(Rows from a dataset)
(begin)

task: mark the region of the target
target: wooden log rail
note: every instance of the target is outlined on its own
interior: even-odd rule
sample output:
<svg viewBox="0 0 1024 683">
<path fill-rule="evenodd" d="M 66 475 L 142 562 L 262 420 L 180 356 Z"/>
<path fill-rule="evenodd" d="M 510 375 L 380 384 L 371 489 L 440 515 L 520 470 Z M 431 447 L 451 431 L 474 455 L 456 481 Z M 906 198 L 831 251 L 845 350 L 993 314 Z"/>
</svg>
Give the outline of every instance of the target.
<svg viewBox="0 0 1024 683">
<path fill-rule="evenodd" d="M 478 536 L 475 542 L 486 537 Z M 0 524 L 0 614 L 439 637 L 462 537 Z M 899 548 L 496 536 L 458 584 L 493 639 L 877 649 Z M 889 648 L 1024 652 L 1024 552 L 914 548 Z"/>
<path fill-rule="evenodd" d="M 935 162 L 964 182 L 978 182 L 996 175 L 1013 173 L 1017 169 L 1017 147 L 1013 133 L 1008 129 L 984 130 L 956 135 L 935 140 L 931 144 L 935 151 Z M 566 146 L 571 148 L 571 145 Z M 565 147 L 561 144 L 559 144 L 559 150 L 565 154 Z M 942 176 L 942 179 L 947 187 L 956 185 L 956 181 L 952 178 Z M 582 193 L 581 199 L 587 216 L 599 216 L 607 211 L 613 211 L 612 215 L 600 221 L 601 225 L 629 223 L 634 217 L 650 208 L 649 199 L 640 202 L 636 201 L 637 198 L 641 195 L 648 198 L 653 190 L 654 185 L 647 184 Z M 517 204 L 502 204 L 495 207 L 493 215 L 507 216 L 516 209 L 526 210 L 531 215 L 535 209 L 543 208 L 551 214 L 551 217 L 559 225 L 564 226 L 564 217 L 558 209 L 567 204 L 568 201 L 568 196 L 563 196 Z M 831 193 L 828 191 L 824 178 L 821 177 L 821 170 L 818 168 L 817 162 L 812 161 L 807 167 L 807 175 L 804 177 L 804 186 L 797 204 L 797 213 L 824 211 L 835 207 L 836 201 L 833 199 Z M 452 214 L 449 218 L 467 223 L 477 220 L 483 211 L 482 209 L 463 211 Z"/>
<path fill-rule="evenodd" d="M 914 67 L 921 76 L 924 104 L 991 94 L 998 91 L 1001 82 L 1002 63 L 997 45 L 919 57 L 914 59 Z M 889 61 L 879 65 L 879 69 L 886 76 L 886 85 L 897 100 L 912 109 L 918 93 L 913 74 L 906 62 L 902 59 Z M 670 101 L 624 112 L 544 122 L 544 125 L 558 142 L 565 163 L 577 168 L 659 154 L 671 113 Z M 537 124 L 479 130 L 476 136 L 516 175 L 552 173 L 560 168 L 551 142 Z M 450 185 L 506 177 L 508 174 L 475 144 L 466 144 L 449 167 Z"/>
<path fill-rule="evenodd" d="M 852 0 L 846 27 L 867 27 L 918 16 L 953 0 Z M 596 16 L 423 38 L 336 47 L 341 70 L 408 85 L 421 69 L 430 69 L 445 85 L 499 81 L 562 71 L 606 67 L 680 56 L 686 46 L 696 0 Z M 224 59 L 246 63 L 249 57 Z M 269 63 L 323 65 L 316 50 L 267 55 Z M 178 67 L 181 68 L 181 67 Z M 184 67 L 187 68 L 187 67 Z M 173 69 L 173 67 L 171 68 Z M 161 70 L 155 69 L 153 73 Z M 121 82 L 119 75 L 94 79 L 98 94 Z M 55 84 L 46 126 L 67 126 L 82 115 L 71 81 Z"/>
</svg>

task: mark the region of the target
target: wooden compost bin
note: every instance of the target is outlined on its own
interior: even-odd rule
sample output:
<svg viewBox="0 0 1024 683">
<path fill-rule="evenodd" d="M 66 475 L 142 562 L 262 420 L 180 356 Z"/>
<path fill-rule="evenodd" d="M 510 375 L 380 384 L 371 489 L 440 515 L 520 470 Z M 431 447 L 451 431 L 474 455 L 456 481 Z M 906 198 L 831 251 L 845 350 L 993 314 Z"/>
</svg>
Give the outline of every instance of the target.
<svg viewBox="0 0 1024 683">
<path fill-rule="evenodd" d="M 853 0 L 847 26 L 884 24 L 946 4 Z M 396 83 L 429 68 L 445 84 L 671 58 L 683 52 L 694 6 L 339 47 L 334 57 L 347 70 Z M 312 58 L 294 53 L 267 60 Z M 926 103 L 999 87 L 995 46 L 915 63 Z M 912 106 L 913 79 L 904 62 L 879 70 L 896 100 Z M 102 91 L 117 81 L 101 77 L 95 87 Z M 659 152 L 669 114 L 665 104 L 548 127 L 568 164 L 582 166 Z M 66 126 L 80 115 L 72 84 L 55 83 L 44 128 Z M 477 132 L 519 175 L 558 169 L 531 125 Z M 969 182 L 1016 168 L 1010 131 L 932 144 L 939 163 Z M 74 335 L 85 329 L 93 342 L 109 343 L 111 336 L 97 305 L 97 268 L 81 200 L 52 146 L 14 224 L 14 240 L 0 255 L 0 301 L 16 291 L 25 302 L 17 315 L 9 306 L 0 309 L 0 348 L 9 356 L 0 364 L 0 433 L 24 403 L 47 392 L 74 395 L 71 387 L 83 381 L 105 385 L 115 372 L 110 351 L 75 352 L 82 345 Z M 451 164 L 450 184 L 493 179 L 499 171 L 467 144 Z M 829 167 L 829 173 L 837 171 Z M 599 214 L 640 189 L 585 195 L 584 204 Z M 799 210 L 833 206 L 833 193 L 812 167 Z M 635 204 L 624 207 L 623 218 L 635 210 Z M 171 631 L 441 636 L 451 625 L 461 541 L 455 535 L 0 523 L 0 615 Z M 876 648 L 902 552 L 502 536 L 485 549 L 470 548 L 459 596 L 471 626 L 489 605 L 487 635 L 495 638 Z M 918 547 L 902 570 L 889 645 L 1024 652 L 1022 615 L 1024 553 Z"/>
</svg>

(end)

- _Prompt_
Lay out every line of the rows above as a Markdown table with the columns "Number" and "Line", leaving out blank lines.

- _Result of this exercise_
| Number | Line |
|---|---|
| 1 | task: mark the region of the target |
| 2 | target: wooden log rail |
| 3 | note: every instance of the target is outlined on its own |
| 4 | interior: even-odd rule |
| 5 | sample output: |
| 6 | <svg viewBox="0 0 1024 683"> |
| 7 | <path fill-rule="evenodd" d="M 66 475 L 142 562 L 262 420 L 180 356 Z"/> |
| 8 | <path fill-rule="evenodd" d="M 510 375 L 380 384 L 371 489 L 440 515 L 520 470 Z M 431 447 L 451 431 L 474 455 L 456 481 Z M 906 198 L 831 251 L 845 350 L 993 314 Z"/> |
| 9 | </svg> |
| 10 | Give the outline of every instance of the target. |
| 11 | <svg viewBox="0 0 1024 683"> |
| 12 | <path fill-rule="evenodd" d="M 478 536 L 475 542 L 486 537 Z M 0 524 L 0 614 L 439 637 L 462 537 Z M 899 548 L 496 536 L 458 584 L 493 639 L 877 649 Z M 889 648 L 1024 652 L 1024 552 L 914 548 Z"/> |
| 13 | <path fill-rule="evenodd" d="M 935 162 L 964 182 L 978 182 L 996 175 L 1013 173 L 1017 169 L 1017 147 L 1013 133 L 1008 129 L 984 130 L 956 135 L 935 140 L 931 144 L 935 151 Z M 566 146 L 571 148 L 571 145 Z M 565 147 L 561 144 L 559 144 L 559 150 L 565 154 Z M 942 176 L 942 179 L 947 187 L 956 185 L 956 181 L 952 178 Z M 582 193 L 581 199 L 587 216 L 599 216 L 607 211 L 613 211 L 612 215 L 600 221 L 601 225 L 629 223 L 634 217 L 650 208 L 649 199 L 640 202 L 636 201 L 637 198 L 641 195 L 648 198 L 653 190 L 654 185 L 647 184 Z M 517 204 L 502 204 L 495 207 L 493 215 L 507 216 L 516 209 L 526 210 L 531 215 L 535 209 L 543 208 L 551 214 L 551 217 L 559 225 L 564 226 L 564 217 L 558 209 L 567 204 L 568 201 L 568 196 L 563 196 Z M 831 193 L 828 191 L 824 178 L 821 177 L 821 170 L 818 168 L 817 162 L 812 161 L 807 167 L 807 175 L 804 177 L 804 186 L 797 204 L 797 213 L 824 211 L 835 207 L 836 201 L 833 199 Z M 452 214 L 449 218 L 467 223 L 477 220 L 483 211 L 482 209 L 463 211 Z"/> |
| 14 | <path fill-rule="evenodd" d="M 914 67 L 921 76 L 924 104 L 991 94 L 998 91 L 1001 82 L 1002 63 L 997 45 L 919 57 L 914 59 Z M 889 61 L 879 65 L 879 69 L 886 76 L 886 85 L 897 100 L 912 109 L 918 93 L 913 74 L 906 62 L 902 59 Z M 670 101 L 624 112 L 544 122 L 544 125 L 558 142 L 565 163 L 577 168 L 659 154 L 671 113 Z M 537 124 L 479 130 L 476 136 L 516 175 L 552 173 L 560 168 L 551 142 Z M 450 185 L 506 177 L 508 174 L 475 144 L 466 144 L 449 167 Z"/> |
| 15 | <path fill-rule="evenodd" d="M 852 0 L 846 27 L 867 27 L 918 16 L 953 0 Z M 596 16 L 423 38 L 336 47 L 341 70 L 408 85 L 421 69 L 430 69 L 445 85 L 499 81 L 562 71 L 606 67 L 680 56 L 686 46 L 696 0 Z M 224 59 L 246 63 L 249 57 Z M 269 63 L 323 65 L 316 50 L 267 55 Z M 178 67 L 181 68 L 181 67 Z M 184 67 L 187 68 L 187 67 Z M 173 69 L 173 67 L 171 68 Z M 161 70 L 155 69 L 153 73 Z M 121 82 L 119 75 L 94 79 L 98 94 Z M 55 84 L 46 126 L 67 126 L 82 115 L 71 81 Z"/> |
| 16 | </svg> |
| 17 | task: mark the region of the target |
| 18 | target: wooden compost bin |
| 19 | note: every instance of the target is outlined on its own |
| 20 | interior: even-odd rule |
| 21 | sample output: |
| 22 | <svg viewBox="0 0 1024 683"> |
| 23 | <path fill-rule="evenodd" d="M 66 475 L 142 562 L 262 420 L 180 356 Z"/> |
| 24 | <path fill-rule="evenodd" d="M 510 375 L 380 384 L 371 489 L 440 515 L 520 470 Z M 431 447 L 451 431 L 474 455 L 456 481 Z M 906 198 L 831 251 L 845 350 L 993 314 Z"/> |
| 25 | </svg> |
| 26 | Give the outline of every instance of the target. |
| 27 | <svg viewBox="0 0 1024 683"> |
| 28 | <path fill-rule="evenodd" d="M 853 0 L 847 26 L 884 24 L 946 4 Z M 396 83 L 429 68 L 445 84 L 671 58 L 683 52 L 694 6 L 339 47 L 334 57 L 347 70 Z M 312 58 L 294 53 L 267 60 Z M 926 103 L 999 87 L 995 46 L 915 63 Z M 912 106 L 913 79 L 904 62 L 879 70 L 896 100 Z M 102 91 L 117 81 L 101 77 L 95 87 Z M 659 152 L 669 114 L 665 104 L 548 127 L 568 164 L 582 166 Z M 66 126 L 80 115 L 72 84 L 55 83 L 44 128 Z M 477 132 L 519 175 L 558 169 L 531 125 Z M 969 182 L 1016 168 L 1010 131 L 932 144 L 939 163 Z M 74 335 L 85 329 L 93 342 L 109 343 L 111 336 L 97 305 L 97 268 L 81 200 L 52 146 L 14 224 L 14 240 L 0 255 L 0 301 L 16 291 L 25 302 L 17 315 L 9 306 L 0 309 L 0 348 L 9 356 L 0 364 L 0 433 L 24 403 L 47 392 L 74 395 L 71 387 L 83 381 L 105 385 L 115 372 L 110 351 L 75 352 L 82 345 Z M 451 164 L 450 184 L 493 179 L 499 171 L 467 144 Z M 829 167 L 829 173 L 837 171 Z M 599 214 L 640 189 L 585 195 L 584 204 Z M 799 210 L 833 206 L 833 193 L 812 167 Z M 635 204 L 624 207 L 623 218 L 635 210 Z M 171 631 L 441 636 L 451 625 L 461 541 L 455 535 L 0 523 L 0 615 Z M 876 648 L 902 552 L 502 536 L 485 549 L 470 548 L 459 596 L 471 626 L 489 605 L 487 635 L 495 638 Z M 918 547 L 902 570 L 889 645 L 1024 652 L 1022 615 L 1024 553 Z"/> |
| 29 | </svg> |